● **Brief**
Using the post on speed camera statistics below, answer these questions:
1. What job did the writer's brother formerly hold?
2. In the ideal speed camera experiment, how many parallel universes would be run, and how would they differ?
3. In the dice experiment, which dice get a piece of paper placed under them?

● **Passage to read**
Not Very Good at Statistics

A frequent argument I've had with my brother is over the effectiveness of speed cameras; as an ex-police-officer he's massively in favour and spends lots of time quoting various studies at me that 'prove' speed cameras work.

For a study to be unbiased and generate useful statistics, especially in this field, it is very important to eliminate selection effects and to use proper scientific controls, such that the effects of measuring the results do not affect the results of the experiment. In the case of speed cameras the ideal experiment would be to randomly select some speed camera sites and run two parallel universes, one with cameras and one without and compare the results. This is difficult to carry out for obvious reasons. Another method would be to randomly select sites and put cameras in half of them; however, this runs the risk that the sites with cameras might affect the sites without cameras.

However, the majority of studies done have far more serious selection effects. The methodology is to choose sites with high accident statistics, install cameras and observe that the accidents have fallen at these sites without reference to any others. The behaviour of random statistics at these levels is such that we expect this to happen even if no camera is installed. This is a well known phenomenon called "regression to the mean".

A simple try it at home experiment

Hypothesis: placing a piece of paper under a dice causes it to decrease the number of sixes it rolls.

The experiment: Take ten dice. Roll each of them ten times noting each of their sixes. Place a piece of paper under the three highest scoring die. Roll each of those ten times each counting their sixes again. Note that second total is almost always lower than the first total, proving that the piece of paper decreased the number of sixes rolled by the dice.

Reroll 5,7,8

We conclude that putting paper under dice decreases the roll by an average of 66%.

The problem with this experiment is that it's a pile of rubbish.

It's a pile of rubbish because we've chosen to do analysis on an artificial selection of the data, not either all the data or a randomly chosen sample of the data. This phenomenon is known as regression to the mean.

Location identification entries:
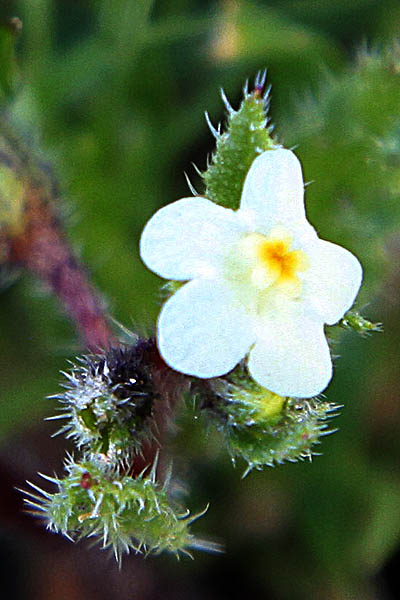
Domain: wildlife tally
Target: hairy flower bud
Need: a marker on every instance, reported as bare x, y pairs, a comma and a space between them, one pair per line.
109, 400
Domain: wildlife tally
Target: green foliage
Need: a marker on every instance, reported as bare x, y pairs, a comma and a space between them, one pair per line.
263, 428
353, 320
246, 137
119, 114
125, 513
108, 404
9, 29
348, 140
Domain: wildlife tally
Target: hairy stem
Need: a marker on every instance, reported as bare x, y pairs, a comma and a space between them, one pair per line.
43, 249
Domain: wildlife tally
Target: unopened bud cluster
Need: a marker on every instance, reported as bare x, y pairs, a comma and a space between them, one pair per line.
108, 402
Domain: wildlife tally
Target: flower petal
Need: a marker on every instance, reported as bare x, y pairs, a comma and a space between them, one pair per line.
203, 331
332, 281
291, 357
188, 238
273, 189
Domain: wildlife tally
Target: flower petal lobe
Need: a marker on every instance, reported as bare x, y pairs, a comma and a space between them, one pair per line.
203, 331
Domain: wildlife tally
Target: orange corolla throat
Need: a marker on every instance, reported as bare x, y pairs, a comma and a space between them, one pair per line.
273, 262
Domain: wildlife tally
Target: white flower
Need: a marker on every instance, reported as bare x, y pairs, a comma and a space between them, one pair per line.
260, 281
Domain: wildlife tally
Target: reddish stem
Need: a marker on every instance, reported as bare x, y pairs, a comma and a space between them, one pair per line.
43, 249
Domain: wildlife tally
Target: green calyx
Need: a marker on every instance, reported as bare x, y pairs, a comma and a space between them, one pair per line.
261, 427
353, 320
246, 137
108, 403
124, 513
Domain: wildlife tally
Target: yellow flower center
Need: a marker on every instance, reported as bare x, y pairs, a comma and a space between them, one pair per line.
272, 262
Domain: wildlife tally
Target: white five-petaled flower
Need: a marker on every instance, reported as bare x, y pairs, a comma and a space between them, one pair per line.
259, 281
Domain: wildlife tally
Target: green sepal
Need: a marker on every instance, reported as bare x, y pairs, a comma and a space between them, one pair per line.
124, 513
353, 320
246, 137
260, 427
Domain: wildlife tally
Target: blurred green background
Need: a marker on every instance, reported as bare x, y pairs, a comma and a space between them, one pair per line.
112, 94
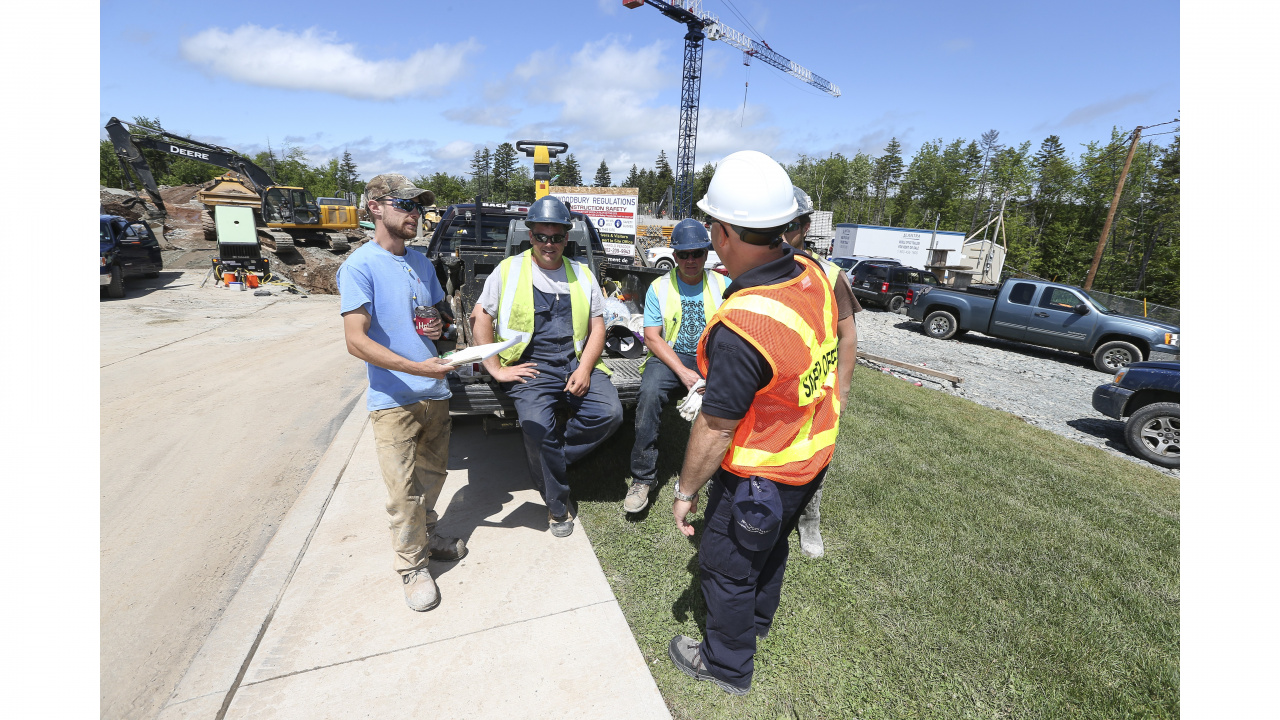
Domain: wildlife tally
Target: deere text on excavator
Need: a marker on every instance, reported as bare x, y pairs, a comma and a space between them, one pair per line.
283, 215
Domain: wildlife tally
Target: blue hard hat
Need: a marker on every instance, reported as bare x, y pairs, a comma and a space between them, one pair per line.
549, 209
690, 235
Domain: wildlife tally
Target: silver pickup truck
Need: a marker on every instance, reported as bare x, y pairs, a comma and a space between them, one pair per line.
1041, 313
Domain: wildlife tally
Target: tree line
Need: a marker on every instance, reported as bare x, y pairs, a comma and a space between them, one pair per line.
1055, 204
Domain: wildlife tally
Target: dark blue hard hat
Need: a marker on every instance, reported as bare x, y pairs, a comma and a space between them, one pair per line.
549, 209
690, 235
757, 514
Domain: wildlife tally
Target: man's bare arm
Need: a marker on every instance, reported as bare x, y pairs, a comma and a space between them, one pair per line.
708, 442
355, 326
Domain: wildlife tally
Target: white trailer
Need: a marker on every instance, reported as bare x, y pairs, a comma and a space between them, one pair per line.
909, 246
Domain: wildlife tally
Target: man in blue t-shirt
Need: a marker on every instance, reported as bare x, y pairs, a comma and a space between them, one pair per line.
387, 296
675, 314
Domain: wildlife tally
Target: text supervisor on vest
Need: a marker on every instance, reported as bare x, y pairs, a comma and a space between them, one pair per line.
554, 310
768, 419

● **Exercise answer**
1. He was a police officer.
2. Two: one with cameras and one without.
3. The three highest-scoring dice.